• Exercise:
A verbatim reproduction of every entry is the expected answer.

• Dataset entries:
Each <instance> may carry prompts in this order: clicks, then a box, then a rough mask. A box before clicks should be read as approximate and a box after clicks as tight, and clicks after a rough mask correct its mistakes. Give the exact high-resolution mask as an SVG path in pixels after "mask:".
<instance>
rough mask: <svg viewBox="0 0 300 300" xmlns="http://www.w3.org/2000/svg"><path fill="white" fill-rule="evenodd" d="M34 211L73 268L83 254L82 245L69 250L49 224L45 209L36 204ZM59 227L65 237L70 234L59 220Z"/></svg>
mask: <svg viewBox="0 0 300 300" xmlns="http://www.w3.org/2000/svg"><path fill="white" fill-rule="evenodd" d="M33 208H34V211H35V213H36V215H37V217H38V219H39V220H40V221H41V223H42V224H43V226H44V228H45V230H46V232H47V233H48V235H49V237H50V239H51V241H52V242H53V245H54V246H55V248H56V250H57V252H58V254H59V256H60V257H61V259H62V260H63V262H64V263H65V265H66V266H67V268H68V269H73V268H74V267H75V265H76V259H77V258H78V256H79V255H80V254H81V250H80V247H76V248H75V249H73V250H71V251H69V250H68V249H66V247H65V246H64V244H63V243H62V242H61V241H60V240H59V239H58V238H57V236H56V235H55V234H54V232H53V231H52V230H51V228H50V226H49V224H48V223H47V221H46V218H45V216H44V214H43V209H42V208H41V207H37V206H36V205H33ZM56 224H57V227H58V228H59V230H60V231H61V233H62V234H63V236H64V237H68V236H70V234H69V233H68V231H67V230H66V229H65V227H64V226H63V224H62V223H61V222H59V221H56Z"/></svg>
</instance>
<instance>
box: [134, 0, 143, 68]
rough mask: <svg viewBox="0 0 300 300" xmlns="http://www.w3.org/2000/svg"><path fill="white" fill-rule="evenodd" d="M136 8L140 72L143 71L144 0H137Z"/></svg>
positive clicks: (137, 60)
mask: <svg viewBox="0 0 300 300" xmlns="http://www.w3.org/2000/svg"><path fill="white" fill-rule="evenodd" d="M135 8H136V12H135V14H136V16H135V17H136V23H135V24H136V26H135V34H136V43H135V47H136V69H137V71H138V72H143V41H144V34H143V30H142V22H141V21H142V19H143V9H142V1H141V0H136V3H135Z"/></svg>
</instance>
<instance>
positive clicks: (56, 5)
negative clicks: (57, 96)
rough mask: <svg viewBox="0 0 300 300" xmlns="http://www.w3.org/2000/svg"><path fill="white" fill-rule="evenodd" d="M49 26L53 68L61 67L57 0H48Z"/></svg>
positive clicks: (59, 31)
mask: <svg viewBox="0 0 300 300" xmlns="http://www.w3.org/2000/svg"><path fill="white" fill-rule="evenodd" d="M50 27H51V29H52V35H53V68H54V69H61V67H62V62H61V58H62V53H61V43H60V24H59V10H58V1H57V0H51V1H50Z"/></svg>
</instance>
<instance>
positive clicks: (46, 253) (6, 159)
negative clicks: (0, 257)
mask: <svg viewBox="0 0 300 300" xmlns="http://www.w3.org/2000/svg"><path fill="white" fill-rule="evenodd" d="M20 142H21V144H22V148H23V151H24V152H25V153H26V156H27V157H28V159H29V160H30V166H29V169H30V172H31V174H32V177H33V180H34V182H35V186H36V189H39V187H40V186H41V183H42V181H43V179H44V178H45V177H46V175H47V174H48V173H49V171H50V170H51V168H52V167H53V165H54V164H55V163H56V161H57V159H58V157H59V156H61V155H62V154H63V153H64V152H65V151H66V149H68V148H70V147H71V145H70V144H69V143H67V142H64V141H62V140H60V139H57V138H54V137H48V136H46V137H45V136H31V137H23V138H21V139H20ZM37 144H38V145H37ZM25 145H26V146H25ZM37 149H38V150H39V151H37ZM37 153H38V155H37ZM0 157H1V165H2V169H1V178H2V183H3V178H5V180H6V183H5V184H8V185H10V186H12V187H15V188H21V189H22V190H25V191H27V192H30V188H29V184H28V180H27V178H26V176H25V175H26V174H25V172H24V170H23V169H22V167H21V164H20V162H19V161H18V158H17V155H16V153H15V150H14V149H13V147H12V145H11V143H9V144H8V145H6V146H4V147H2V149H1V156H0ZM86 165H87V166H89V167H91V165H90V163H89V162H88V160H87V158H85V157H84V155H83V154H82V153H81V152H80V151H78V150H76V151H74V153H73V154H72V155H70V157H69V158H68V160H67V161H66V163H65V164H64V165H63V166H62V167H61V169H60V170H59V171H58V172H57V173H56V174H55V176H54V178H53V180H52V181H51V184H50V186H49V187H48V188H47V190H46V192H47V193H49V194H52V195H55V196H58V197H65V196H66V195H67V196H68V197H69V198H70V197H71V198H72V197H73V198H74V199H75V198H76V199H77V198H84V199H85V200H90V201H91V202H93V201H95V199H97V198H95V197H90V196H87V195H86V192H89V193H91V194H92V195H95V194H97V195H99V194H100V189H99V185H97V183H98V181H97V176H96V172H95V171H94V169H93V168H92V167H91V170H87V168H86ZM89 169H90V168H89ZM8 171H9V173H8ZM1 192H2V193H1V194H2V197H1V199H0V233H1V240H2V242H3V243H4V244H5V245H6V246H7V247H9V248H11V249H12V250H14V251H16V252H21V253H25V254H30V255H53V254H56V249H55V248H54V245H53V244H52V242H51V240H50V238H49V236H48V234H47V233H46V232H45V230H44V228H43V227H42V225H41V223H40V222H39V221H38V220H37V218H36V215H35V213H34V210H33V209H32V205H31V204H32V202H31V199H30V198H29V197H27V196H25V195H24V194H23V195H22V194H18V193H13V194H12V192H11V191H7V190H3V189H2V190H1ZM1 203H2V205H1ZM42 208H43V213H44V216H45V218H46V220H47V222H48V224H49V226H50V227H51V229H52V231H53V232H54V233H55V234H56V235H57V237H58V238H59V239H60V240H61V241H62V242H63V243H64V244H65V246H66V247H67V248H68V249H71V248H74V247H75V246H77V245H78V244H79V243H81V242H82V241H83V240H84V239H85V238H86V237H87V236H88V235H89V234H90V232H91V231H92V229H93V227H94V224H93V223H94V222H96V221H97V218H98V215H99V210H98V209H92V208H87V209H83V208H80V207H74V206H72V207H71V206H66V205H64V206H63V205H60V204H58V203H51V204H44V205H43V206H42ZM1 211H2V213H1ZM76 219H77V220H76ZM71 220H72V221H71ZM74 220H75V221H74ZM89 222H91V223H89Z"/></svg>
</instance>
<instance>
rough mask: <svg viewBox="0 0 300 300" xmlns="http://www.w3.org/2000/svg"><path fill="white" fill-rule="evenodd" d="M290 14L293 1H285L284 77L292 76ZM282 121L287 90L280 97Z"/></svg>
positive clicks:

• Answer to this task:
Each <instance> may carry prompts in this order: clicks, then a box, then a rough mask. A box before clicks should be read as approximate and a box after clicks as tight, and clicks after a rough mask correct its mistakes. Give the exact high-resolution mask as an SVG path in pixels after "mask:".
<instance>
rough mask: <svg viewBox="0 0 300 300" xmlns="http://www.w3.org/2000/svg"><path fill="white" fill-rule="evenodd" d="M34 211L73 268L83 254L82 245L69 250L49 224L45 209L36 204ZM59 227L65 237L70 234L59 220Z"/></svg>
mask: <svg viewBox="0 0 300 300" xmlns="http://www.w3.org/2000/svg"><path fill="white" fill-rule="evenodd" d="M33 208H34V211H35V213H36V215H37V217H38V219H39V220H40V221H41V223H42V224H43V226H44V228H45V230H46V232H47V233H48V235H49V237H50V239H51V241H52V242H53V245H54V246H55V248H56V250H57V252H58V254H59V256H60V257H61V259H62V260H63V262H64V263H65V265H66V266H67V268H68V269H73V268H74V267H75V265H76V259H77V258H78V256H79V255H80V254H81V250H80V247H76V248H75V249H73V250H71V251H69V250H68V249H66V247H65V246H64V244H63V243H62V242H61V241H60V240H59V239H58V238H57V236H56V235H55V234H54V232H53V231H52V230H51V228H50V226H49V224H48V223H47V221H46V218H45V216H44V214H43V209H42V208H41V207H37V206H36V205H33ZM56 224H57V227H58V228H59V230H60V231H61V233H62V234H63V236H64V237H68V236H70V234H69V233H68V231H67V230H66V229H65V227H64V226H63V224H62V223H61V222H59V221H56Z"/></svg>
</instance>
<instance>
box: [134, 0, 143, 68]
rough mask: <svg viewBox="0 0 300 300" xmlns="http://www.w3.org/2000/svg"><path fill="white" fill-rule="evenodd" d="M136 8L140 72L143 71L144 0H137Z"/></svg>
positive clicks: (137, 60)
mask: <svg viewBox="0 0 300 300" xmlns="http://www.w3.org/2000/svg"><path fill="white" fill-rule="evenodd" d="M135 8H136V12H135V14H136V16H135V17H136V23H135V24H136V26H135V34H136V43H135V47H136V69H137V71H138V72H143V41H144V34H143V30H142V22H141V21H142V19H143V9H142V1H141V0H136V3H135Z"/></svg>
</instance>
<instance>
positive clicks: (56, 5)
negative clicks: (57, 96)
rough mask: <svg viewBox="0 0 300 300" xmlns="http://www.w3.org/2000/svg"><path fill="white" fill-rule="evenodd" d="M49 26L53 68L61 67L57 0H48Z"/></svg>
positive clicks: (59, 31)
mask: <svg viewBox="0 0 300 300" xmlns="http://www.w3.org/2000/svg"><path fill="white" fill-rule="evenodd" d="M50 27H51V29H52V35H53V68H54V69H61V67H62V62H61V58H62V53H61V43H60V24H59V10H58V1H57V0H51V1H50Z"/></svg>
</instance>
<instance>
positive clicks: (46, 253) (6, 159)
negative clicks: (0, 257)
mask: <svg viewBox="0 0 300 300" xmlns="http://www.w3.org/2000/svg"><path fill="white" fill-rule="evenodd" d="M20 142H21V144H22V148H23V151H24V152H25V153H26V156H27V157H28V159H29V160H30V166H29V169H30V172H31V174H32V177H33V180H34V182H35V186H36V189H39V187H40V186H41V183H42V181H43V179H44V178H45V177H46V175H47V174H48V173H49V171H50V170H51V168H52V167H53V165H54V164H55V163H56V161H57V159H58V157H59V156H61V155H62V154H63V153H64V152H65V151H66V149H68V148H70V147H71V145H70V144H69V143H67V142H64V141H62V140H60V139H57V138H54V137H48V136H46V137H45V136H31V137H23V138H21V139H20ZM37 144H38V145H37ZM25 145H26V146H25ZM37 149H38V150H39V151H37ZM37 153H38V155H37ZM0 157H1V165H2V169H1V178H2V183H3V178H5V180H6V183H5V184H8V185H10V186H12V187H15V188H21V189H22V190H25V191H27V192H30V188H29V184H28V180H27V178H26V176H25V175H26V174H25V172H24V170H23V169H22V167H21V164H20V162H19V161H18V158H17V155H16V153H15V150H14V149H13V147H12V145H11V143H9V144H8V145H6V146H4V147H2V149H1V156H0ZM86 165H87V166H89V167H91V165H90V163H89V162H88V160H87V158H85V157H84V155H83V154H82V153H81V152H80V151H78V150H76V151H74V153H73V154H72V155H70V157H69V158H68V160H67V161H66V163H65V164H64V165H63V166H62V167H61V169H60V170H59V171H58V172H57V173H56V174H55V176H54V178H53V180H52V181H51V184H50V186H49V187H48V188H47V190H46V192H47V193H49V194H52V195H55V196H58V197H65V196H66V195H67V196H68V197H69V198H70V197H71V198H72V197H73V198H74V199H75V198H76V199H77V198H84V199H85V200H90V201H91V202H93V201H95V199H97V198H95V197H90V196H87V195H86V192H89V193H91V194H92V195H95V194H97V195H99V194H100V189H99V185H97V183H98V181H97V176H96V172H95V171H94V169H93V168H92V167H91V170H87V168H86ZM89 169H90V168H89ZM8 171H9V173H8ZM1 192H2V193H1V194H2V197H1V199H0V233H1V240H2V242H3V243H4V244H5V245H6V246H7V247H9V248H11V249H12V250H14V251H16V252H21V253H25V254H30V255H53V254H56V249H55V248H54V245H53V244H52V242H51V240H50V238H49V236H48V234H47V233H46V232H45V230H44V228H43V227H42V225H41V223H40V222H39V221H38V220H37V218H36V215H35V213H34V210H33V209H32V205H31V204H32V202H31V199H30V198H29V197H27V196H25V195H24V194H23V195H22V194H18V193H13V194H12V192H11V191H7V190H3V189H2V190H1ZM1 203H2V205H1ZM42 208H43V213H44V216H45V218H46V220H47V222H48V224H49V226H50V227H51V229H52V231H53V232H54V233H55V234H56V235H57V237H58V238H59V239H60V240H61V241H62V242H63V243H64V244H65V246H66V247H67V248H68V249H71V248H74V247H75V246H77V245H78V244H79V243H81V242H82V241H83V240H84V239H85V238H86V237H87V236H88V235H89V234H90V232H91V231H92V229H93V227H94V224H93V223H94V222H96V221H97V218H98V215H99V210H98V209H92V208H87V209H83V208H80V207H74V206H72V207H71V206H66V205H64V206H63V205H60V204H58V203H51V204H44V205H43V206H42ZM1 211H2V213H1ZM76 219H77V220H76ZM71 220H72V221H71ZM74 220H75V221H74ZM89 222H91V223H89Z"/></svg>
</instance>
<instance>
rough mask: <svg viewBox="0 0 300 300" xmlns="http://www.w3.org/2000/svg"><path fill="white" fill-rule="evenodd" d="M290 14L293 1H285L284 77L292 76ZM282 121L287 90L280 97Z"/></svg>
positive clicks:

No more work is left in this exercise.